> _To do_:
Could you give back every record below exactly, leaving out the pictures?

> _Records for the exercise_:
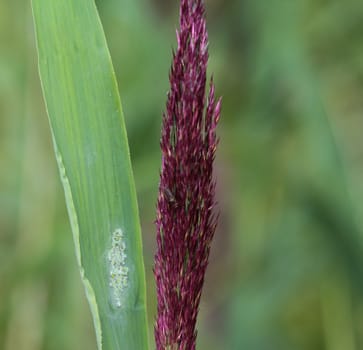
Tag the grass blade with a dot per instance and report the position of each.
(91, 146)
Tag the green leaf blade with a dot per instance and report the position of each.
(93, 156)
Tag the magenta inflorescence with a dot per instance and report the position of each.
(185, 218)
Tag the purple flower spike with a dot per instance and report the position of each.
(185, 220)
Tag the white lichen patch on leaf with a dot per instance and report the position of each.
(118, 271)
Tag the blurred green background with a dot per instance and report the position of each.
(286, 268)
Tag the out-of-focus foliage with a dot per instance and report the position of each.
(286, 268)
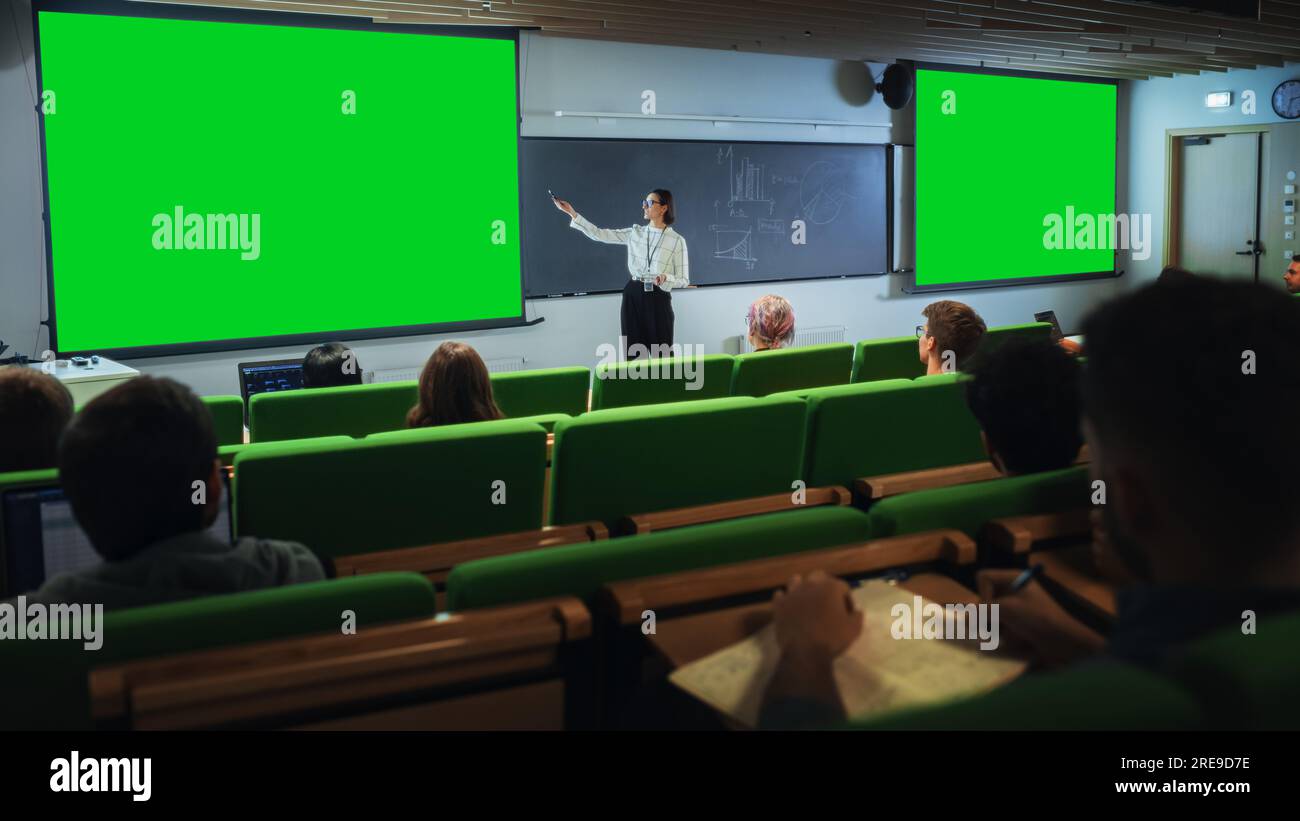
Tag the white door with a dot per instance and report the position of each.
(1218, 204)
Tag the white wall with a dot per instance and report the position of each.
(575, 75)
(1152, 107)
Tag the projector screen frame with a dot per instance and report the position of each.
(165, 11)
(910, 286)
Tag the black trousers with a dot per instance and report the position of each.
(646, 318)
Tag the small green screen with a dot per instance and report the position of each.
(225, 181)
(1010, 173)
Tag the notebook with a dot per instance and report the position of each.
(876, 674)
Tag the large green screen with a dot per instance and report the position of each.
(1010, 174)
(212, 183)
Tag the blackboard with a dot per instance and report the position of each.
(736, 208)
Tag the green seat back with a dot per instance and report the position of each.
(649, 382)
(607, 464)
(349, 411)
(398, 489)
(895, 357)
(581, 569)
(532, 392)
(1246, 681)
(44, 682)
(787, 369)
(1097, 696)
(888, 426)
(969, 507)
(226, 418)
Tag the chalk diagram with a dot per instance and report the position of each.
(748, 213)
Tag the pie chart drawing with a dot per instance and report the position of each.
(823, 192)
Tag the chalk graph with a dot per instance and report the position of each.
(818, 196)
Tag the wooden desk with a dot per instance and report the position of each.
(688, 638)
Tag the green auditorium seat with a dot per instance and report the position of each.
(787, 369)
(583, 569)
(44, 682)
(896, 357)
(1100, 696)
(1246, 681)
(607, 464)
(532, 392)
(648, 382)
(397, 489)
(888, 426)
(969, 507)
(226, 418)
(350, 411)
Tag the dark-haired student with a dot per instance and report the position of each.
(952, 334)
(34, 411)
(1025, 396)
(1192, 455)
(131, 464)
(330, 365)
(454, 389)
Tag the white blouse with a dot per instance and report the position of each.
(649, 250)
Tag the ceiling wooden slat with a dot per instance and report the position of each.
(1091, 38)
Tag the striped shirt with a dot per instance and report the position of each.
(649, 250)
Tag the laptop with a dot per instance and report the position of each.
(1049, 317)
(267, 377)
(42, 538)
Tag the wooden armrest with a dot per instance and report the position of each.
(895, 483)
(267, 677)
(437, 560)
(627, 600)
(702, 513)
(1017, 534)
(910, 481)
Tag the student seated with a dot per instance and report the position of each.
(34, 411)
(330, 365)
(950, 335)
(139, 468)
(770, 322)
(1026, 399)
(454, 389)
(1192, 455)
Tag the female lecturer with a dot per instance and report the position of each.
(657, 261)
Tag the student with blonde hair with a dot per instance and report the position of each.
(771, 322)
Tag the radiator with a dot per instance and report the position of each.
(819, 335)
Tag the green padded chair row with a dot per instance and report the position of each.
(533, 392)
(362, 409)
(226, 418)
(44, 682)
(394, 489)
(888, 426)
(607, 464)
(770, 372)
(969, 507)
(1226, 681)
(583, 569)
(650, 382)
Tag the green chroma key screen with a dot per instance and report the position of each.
(217, 182)
(1000, 161)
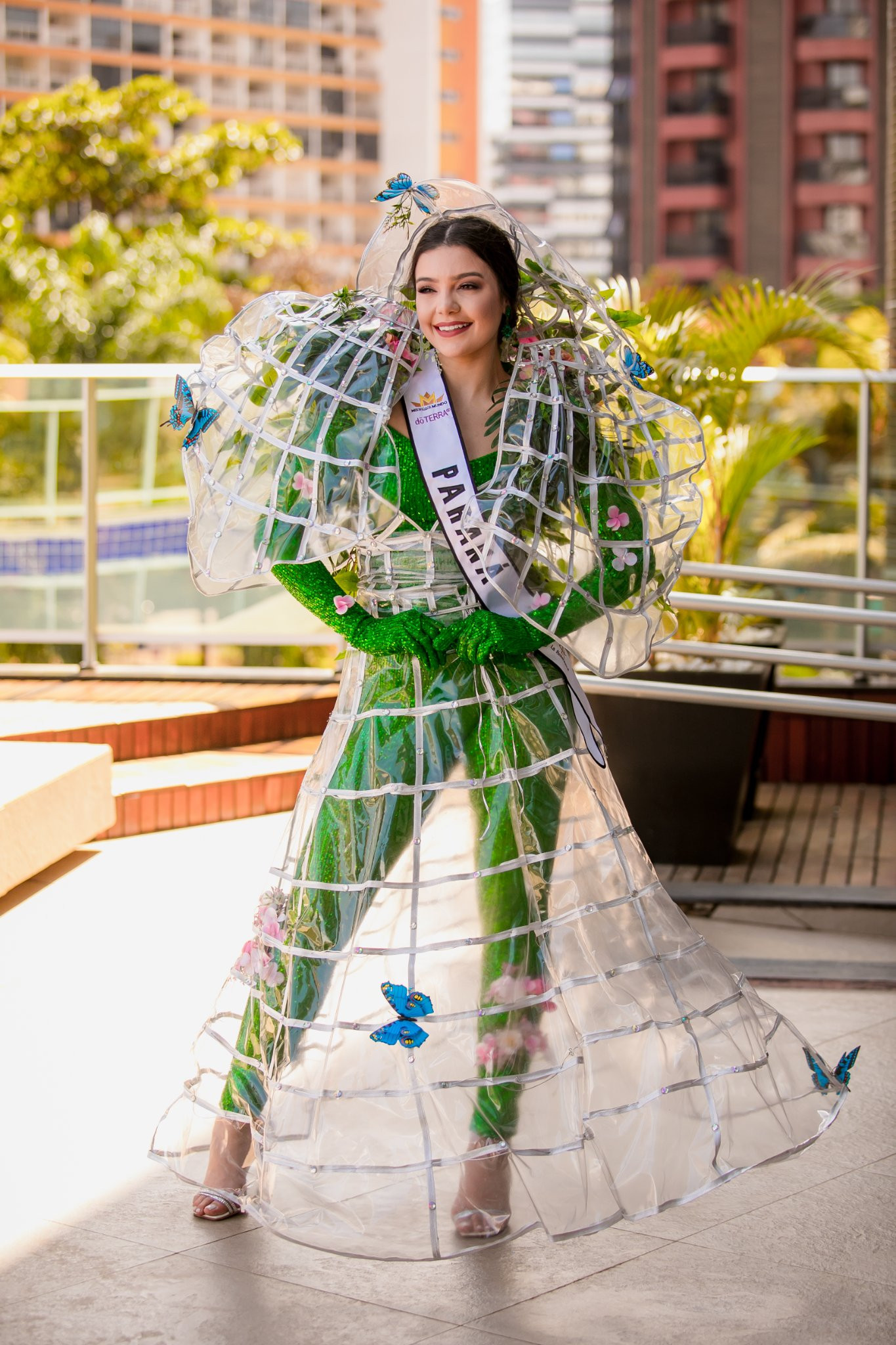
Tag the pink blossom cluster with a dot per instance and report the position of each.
(513, 984)
(253, 958)
(499, 1047)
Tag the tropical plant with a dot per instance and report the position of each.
(700, 346)
(110, 245)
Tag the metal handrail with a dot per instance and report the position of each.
(775, 608)
(857, 617)
(767, 654)
(789, 703)
(790, 579)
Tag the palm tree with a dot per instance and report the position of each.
(700, 346)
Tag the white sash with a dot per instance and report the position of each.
(446, 472)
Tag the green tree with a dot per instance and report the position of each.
(700, 346)
(147, 268)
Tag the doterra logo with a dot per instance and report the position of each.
(427, 400)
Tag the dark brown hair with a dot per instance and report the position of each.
(484, 238)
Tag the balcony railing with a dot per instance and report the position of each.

> _Reply_:
Tag the grass blade with a dot per instance and report the position of each.
(91, 146)
Tag the green leaf blade with a dot per instance and report the position of each.
(93, 156)
Tag the magenta inflorescence with a dot per instance and report the position of each.
(185, 218)
Tag the purple flower spike with a dot per instance and report the position of each.
(185, 220)
Tag the white lichen patch on leaf with a dot per instance and report the position of each.
(118, 271)
Tag the blurred green background with a dot per instance and report the position of each.
(286, 268)
Tag the out-of-focus foliage with a dot per instance and report the position of each.
(286, 268)
Tag the white door with a dot per instance and report the position of each.
(1218, 204)
Tag the white wall with a dot per instance and report the position of each.
(575, 75)
(1152, 107)
Tag the projector screen frame with a dot per instance and report the position of each.
(165, 11)
(910, 286)
Tag the black trousers with a dot per instance and report the position of each.
(646, 318)
Tag the small green screen with a dot per instance and report the position of each.
(225, 181)
(1010, 173)
Tag the notebook with a dot per instance and report the position of each.
(876, 674)
Tag the large green screen with a dot per instance and report the position of each.
(1010, 174)
(212, 183)
Tag the blackboard with a dot per instance and report the position of each.
(736, 208)
Tag the green seat back with a dot per instance and report the position of each.
(649, 382)
(607, 464)
(349, 411)
(398, 489)
(895, 357)
(581, 569)
(532, 392)
(1246, 681)
(44, 682)
(787, 369)
(1097, 696)
(888, 426)
(969, 507)
(226, 418)
Tag the chalk diagram with a dot per instance and report the position of each.
(748, 213)
Tag the pie chart drawing with a dot per instance and report the position of each.
(823, 192)
Tag the chalk graph with a dot per instance and report the position of each.
(818, 196)
Tag the wooden desk with a dot per instance and report the position of each.
(688, 638)
Tag the green auditorium seat with a dot per instance and report the position of each.
(787, 369)
(583, 569)
(44, 682)
(896, 357)
(1100, 696)
(1246, 681)
(607, 464)
(532, 392)
(648, 382)
(397, 489)
(888, 426)
(969, 507)
(226, 418)
(350, 411)
Tag the dark-haired student with a dot per instance and report the position of each.
(952, 334)
(34, 411)
(1025, 396)
(1192, 455)
(131, 464)
(330, 365)
(454, 389)
Tag the white blouse with a dot per instance and report the position of each.
(649, 250)
Tag the ceiling wooden slat with a dot per instance and report the position of each.
(1091, 38)
Tag the striped shirt with a dot per instance and report the position of each.
(649, 250)
Tag the laptop with a dot per instance and report the position of each.
(1049, 317)
(267, 377)
(42, 538)
Tag the wooden armrest with a dot per instance and report the position of each.
(895, 483)
(267, 677)
(437, 560)
(627, 600)
(702, 513)
(1017, 534)
(910, 481)
Tag the student seated with a dot per instance and report the position of each.
(34, 411)
(330, 365)
(950, 335)
(139, 468)
(770, 322)
(1026, 399)
(454, 389)
(1192, 455)
Tag the female lecturer with a dot per instance and report the position of each.
(657, 261)
Tag the student with blonde hair with a dot per instance and report the position of each.
(771, 322)
Tag the radiator with a dot per instance and report the position of each.
(819, 335)
Tag the green padded chair row with a dot per instance and report the position of each.
(533, 392)
(362, 409)
(226, 418)
(44, 682)
(394, 489)
(888, 426)
(607, 464)
(770, 372)
(969, 507)
(1226, 681)
(583, 569)
(650, 382)
Tag the green chroma key screen with a dot per instance and report the position of each.
(217, 182)
(1000, 161)
Tag the pink blossom cluster with a dot per instance and report the position of each.
(513, 984)
(253, 958)
(499, 1047)
Tag the tropical plant with a dot per instance and report the position of each.
(700, 346)
(110, 245)
Tag the metal handrail with a dot per instance and report the position of each.
(775, 608)
(857, 617)
(767, 654)
(789, 703)
(790, 579)
Tag the palm tree with a dot per instance and report the position of each.
(700, 346)
Tag the white sash with a dot per instance and report the position of each.
(446, 472)
Tag the green tree with a dot per instance and report the position of each.
(700, 346)
(147, 268)
Tag the doterra logo with a dot per instance and report the position of each.
(427, 400)
Tag the dark brown hair with a dot per instance and report the position of each.
(484, 238)
Tag the balcony railing with a dot per instance and report the position of each.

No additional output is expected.